-- Begin --

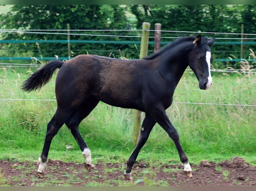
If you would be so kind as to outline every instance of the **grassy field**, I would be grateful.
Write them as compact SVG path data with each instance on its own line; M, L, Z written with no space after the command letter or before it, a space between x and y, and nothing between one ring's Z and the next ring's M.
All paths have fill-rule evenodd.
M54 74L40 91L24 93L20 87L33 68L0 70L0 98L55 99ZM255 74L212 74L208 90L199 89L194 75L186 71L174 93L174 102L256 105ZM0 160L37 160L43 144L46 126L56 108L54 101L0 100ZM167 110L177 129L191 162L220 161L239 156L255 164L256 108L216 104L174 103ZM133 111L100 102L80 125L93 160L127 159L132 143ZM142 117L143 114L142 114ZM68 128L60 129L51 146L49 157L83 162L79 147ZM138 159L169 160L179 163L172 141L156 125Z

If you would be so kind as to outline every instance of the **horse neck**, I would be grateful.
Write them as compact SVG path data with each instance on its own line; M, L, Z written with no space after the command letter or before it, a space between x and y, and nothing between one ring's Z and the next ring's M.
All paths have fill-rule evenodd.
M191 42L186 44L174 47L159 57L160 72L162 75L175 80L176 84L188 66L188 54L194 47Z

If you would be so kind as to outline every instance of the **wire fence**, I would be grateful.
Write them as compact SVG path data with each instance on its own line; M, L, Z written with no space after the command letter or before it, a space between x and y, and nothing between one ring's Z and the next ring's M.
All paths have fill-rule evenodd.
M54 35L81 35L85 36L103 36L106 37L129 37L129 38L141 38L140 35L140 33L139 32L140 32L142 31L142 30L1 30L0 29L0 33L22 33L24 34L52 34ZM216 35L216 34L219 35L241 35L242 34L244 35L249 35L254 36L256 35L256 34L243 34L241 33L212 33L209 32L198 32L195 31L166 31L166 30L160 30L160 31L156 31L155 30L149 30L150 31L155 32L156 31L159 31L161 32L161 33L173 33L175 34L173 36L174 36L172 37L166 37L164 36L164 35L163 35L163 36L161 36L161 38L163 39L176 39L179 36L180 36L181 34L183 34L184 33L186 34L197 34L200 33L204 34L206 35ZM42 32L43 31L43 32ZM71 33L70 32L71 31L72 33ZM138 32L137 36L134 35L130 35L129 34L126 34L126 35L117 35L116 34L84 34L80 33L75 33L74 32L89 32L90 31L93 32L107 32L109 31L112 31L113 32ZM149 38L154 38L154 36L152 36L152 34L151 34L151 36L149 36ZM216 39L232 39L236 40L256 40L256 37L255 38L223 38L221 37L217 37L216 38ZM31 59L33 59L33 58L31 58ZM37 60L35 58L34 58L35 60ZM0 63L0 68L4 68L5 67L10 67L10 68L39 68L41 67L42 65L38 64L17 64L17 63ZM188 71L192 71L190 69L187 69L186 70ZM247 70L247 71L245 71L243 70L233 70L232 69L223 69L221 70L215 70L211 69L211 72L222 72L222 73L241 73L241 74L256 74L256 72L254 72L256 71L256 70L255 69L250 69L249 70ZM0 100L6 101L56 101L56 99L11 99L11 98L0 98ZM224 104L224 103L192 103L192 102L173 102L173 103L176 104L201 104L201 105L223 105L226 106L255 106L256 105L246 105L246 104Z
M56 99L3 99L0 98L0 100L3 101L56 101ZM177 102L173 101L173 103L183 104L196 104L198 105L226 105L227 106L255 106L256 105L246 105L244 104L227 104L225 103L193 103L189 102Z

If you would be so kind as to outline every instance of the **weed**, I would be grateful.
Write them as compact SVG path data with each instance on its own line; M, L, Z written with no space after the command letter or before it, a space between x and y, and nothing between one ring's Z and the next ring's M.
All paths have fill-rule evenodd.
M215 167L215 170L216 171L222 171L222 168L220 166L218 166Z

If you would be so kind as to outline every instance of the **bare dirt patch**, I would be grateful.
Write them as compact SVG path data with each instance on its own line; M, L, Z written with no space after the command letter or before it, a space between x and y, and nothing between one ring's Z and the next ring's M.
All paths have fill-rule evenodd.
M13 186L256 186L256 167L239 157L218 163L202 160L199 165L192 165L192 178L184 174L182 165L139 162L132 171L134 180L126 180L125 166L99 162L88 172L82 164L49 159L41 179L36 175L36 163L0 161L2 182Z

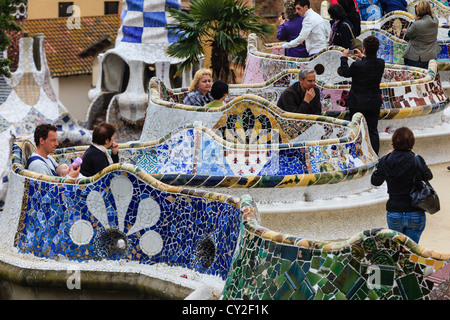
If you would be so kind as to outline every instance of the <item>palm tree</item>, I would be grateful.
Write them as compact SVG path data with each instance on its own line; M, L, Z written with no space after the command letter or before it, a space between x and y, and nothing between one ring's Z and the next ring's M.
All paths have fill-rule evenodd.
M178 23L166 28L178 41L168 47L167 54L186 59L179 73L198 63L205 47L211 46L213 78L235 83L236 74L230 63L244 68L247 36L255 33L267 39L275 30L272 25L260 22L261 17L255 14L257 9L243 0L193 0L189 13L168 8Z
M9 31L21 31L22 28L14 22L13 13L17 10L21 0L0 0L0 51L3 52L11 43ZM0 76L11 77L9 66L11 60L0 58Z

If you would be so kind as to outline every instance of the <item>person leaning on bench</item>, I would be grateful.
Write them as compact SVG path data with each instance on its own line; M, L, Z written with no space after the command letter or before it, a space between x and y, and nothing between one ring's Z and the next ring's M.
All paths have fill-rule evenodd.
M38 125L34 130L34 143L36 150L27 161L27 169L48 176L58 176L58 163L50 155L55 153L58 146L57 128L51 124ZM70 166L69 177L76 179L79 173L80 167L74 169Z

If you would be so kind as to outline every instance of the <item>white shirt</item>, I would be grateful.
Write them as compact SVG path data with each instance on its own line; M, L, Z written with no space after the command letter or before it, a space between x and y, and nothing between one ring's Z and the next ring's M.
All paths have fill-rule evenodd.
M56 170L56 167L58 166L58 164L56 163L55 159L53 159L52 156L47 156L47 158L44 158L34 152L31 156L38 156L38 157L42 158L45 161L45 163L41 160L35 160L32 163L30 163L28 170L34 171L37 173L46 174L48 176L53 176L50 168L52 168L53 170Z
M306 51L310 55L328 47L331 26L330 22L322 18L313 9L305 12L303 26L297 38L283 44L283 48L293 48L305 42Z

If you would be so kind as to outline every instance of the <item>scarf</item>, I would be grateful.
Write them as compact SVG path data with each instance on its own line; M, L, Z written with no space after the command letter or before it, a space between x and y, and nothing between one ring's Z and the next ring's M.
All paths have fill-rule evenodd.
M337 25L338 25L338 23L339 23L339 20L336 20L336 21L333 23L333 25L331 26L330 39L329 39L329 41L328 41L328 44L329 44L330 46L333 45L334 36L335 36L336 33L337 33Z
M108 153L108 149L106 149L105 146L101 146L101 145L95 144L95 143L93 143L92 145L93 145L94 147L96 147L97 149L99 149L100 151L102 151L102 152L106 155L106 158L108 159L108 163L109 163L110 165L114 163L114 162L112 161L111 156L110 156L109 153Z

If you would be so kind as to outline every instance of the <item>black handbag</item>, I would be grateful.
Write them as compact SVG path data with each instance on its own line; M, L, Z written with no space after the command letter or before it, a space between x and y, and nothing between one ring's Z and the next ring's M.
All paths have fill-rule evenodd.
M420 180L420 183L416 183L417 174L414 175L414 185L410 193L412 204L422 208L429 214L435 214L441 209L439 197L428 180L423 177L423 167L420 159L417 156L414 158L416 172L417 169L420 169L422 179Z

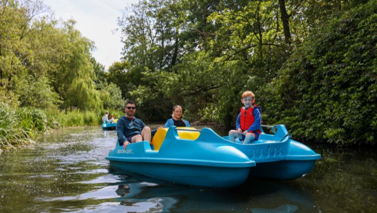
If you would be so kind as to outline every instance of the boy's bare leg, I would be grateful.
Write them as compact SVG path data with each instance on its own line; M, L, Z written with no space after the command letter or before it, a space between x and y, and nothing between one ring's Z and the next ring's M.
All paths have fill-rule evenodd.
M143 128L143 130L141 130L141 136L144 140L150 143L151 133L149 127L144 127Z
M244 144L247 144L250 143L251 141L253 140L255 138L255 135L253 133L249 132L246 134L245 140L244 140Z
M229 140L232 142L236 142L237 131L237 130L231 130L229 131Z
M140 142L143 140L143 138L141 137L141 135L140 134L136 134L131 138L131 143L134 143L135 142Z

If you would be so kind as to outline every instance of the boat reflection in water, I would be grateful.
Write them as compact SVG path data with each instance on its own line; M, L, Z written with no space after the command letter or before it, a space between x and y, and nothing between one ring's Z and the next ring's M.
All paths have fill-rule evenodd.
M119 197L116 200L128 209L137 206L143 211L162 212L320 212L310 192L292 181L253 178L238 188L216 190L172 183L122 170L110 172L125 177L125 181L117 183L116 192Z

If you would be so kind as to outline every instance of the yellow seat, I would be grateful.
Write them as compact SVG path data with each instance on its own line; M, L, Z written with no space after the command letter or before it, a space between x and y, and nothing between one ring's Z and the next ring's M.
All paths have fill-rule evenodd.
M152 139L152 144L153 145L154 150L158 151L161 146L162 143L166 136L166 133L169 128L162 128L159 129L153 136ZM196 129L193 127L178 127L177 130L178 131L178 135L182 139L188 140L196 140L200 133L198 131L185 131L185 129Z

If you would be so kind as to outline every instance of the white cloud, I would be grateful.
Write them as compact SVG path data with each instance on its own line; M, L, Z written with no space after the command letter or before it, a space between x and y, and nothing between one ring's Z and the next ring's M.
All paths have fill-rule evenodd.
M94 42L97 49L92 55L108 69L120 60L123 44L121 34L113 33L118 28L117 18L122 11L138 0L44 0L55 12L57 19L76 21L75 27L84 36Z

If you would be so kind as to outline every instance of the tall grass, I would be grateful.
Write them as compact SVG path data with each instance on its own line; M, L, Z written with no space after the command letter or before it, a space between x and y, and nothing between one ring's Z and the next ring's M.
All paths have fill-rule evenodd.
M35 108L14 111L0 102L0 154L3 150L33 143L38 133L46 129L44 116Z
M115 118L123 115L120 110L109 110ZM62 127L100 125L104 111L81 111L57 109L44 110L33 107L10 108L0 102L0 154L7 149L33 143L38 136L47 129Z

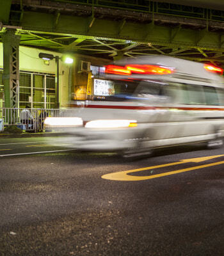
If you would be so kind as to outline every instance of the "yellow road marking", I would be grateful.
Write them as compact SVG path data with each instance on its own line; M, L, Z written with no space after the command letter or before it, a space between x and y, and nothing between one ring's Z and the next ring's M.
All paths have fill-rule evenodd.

-- End --

* **Task details**: Please lay out everything in the records above, from the start down through the line that contains "M191 42L186 44L174", as a numbered list with one line per item and blank lines dropped. Leave the pictures out.

* **Complete response**:
1. If you would be so kind as to outline every instance of the **grassy field**, I would be grateful.
2. Write them as compact SVG path data with each instance on its own line; M, L, Z written with no space after the command letter or before it, a space between x and y, and nothing between one ring's Z and the next ring's M.
3. All paths have fill-rule evenodd.
4. M54 74L40 91L24 93L20 87L33 68L0 70L0 98L55 99ZM255 74L212 74L208 90L199 89L194 75L186 71L174 93L174 102L256 105ZM0 160L37 160L43 144L46 126L56 108L54 101L0 100ZM167 110L177 129L191 162L220 161L239 156L255 164L256 108L216 104L174 103ZM133 111L100 102L80 125L93 160L127 159L132 143ZM142 117L143 114L142 114ZM68 128L60 129L51 146L49 157L83 162L79 147ZM138 159L169 160L179 163L172 141L156 125Z
5. If you would be so kind as to outline every instance of the **horse neck**, I would be grateful.
6. Write them as compact SVG path data with each instance on its own line; M, L, Z written with no space after the command letter or before it, a space between x and y, and nothing between one ring's Z and the next ring's M.
7. All paths have fill-rule evenodd.
8. M191 42L186 44L174 47L159 57L160 72L162 75L175 80L176 84L188 66L188 54L194 47Z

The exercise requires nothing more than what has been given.